* _EXERCISE DIRECTIONS_
Below is a set of entries; give all of them again exactly.

* _RECORDS PROVIDED_
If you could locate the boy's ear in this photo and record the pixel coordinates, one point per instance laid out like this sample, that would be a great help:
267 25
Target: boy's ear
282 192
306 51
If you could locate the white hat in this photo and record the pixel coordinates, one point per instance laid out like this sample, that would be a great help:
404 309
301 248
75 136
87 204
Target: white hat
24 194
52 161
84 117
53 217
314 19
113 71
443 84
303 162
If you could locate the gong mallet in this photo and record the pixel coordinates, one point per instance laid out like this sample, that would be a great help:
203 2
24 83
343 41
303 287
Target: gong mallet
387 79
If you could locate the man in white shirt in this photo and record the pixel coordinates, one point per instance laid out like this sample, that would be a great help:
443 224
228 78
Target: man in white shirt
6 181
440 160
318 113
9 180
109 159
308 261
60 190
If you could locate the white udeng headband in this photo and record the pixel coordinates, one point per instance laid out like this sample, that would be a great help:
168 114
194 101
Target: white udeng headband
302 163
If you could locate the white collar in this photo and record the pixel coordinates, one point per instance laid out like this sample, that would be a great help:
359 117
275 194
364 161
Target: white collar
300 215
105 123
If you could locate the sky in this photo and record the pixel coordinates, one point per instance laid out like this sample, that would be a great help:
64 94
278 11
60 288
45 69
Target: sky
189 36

* _ANSWER TO THE EXERCISE_
If you could locate the boy's ear in this photo and record the pixel coordinates, one point per instance laid out like this sample, that would be a great help:
267 25
Target: boy's ear
282 192
306 51
If you could locate the white hat in this photo and record the pixel coordinates, one point per instance laid out like this sample, that would be a great help:
404 309
301 248
75 136
87 204
Target: white hat
24 194
52 161
84 117
53 217
314 19
113 71
443 84
303 162
If you could locate the gong mallet in this photo and record the pixel coordinates, one point per instance laid out like this sample, that would be a great help:
203 2
24 83
343 41
303 287
Target: gong mallet
387 79
If you could locate the man in white shirt in this photo and record the pixel coordinates, one point per instance laid out like this sample, that would be a great help:
443 224
228 78
Target: man in white shirt
6 181
440 160
318 113
9 180
109 159
308 261
60 190
If you could locate the white udeng headband in this photo and record the pixel coordinates, one point per instance laid out like this sample, that would be a great help:
168 114
194 101
Target: white udeng headband
302 163
If you could locate the white collar in this photo and record the pixel coordinates, one point per instance laid out like this sample, that would be a great help:
359 117
275 194
364 161
Target: white collar
300 215
105 123
If you could locate the sky in this photo and record the pixel coordinates, one point per instance laid out like this sample, that would be a great help:
64 94
278 11
60 288
45 69
Target: sky
189 36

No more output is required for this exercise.